(Coordinate annotation items)
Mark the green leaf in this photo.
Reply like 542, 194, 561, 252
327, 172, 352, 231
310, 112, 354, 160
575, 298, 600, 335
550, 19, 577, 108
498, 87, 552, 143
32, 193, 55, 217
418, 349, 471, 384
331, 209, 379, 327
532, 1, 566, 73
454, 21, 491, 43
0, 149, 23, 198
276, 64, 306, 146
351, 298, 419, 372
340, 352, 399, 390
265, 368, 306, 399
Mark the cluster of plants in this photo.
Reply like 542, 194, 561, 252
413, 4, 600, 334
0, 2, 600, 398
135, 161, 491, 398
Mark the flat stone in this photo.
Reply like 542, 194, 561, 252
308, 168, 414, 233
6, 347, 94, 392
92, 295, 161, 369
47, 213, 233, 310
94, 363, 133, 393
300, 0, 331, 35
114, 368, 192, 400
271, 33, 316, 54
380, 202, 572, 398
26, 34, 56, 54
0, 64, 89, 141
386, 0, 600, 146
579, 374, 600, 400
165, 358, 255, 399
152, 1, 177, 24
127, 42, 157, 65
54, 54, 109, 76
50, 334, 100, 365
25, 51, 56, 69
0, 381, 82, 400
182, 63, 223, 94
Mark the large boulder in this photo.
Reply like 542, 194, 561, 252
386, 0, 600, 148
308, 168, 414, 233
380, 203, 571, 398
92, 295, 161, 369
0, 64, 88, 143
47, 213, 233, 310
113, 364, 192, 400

■ WORK TO COMPLETE
Rewrite everything from the line with "Mark the flat stone in this photo." down to the end of the items. Keep every line, requests included, and raise each coordinate in the answers by 44.

■ ANSWER TO THE PROBLEM
Mark the flat stone in this photo.
Reply like 542, 194, 561, 252
352, 212, 458, 277
50, 391, 138, 436
136, 339, 205, 413
91, 257, 277, 354
138, 407, 177, 437
344, 44, 375, 79
158, 412, 236, 444
315, 77, 360, 98
424, 246, 616, 442
70, 78, 100, 98
44, 108, 133, 185
430, 44, 644, 190
623, 418, 644, 444
209, 402, 299, 443
196, 45, 221, 68
171, 86, 201, 109
98, 98, 153, 120
94, 378, 144, 409
69, 95, 100, 113
44, 425, 126, 444
226, 107, 267, 138
Mark the large boulder in this photo.
Reply like 542, 194, 561, 252
430, 44, 644, 192
352, 212, 458, 277
424, 247, 615, 442
136, 339, 205, 413
44, 108, 132, 187
91, 257, 277, 354
157, 408, 236, 444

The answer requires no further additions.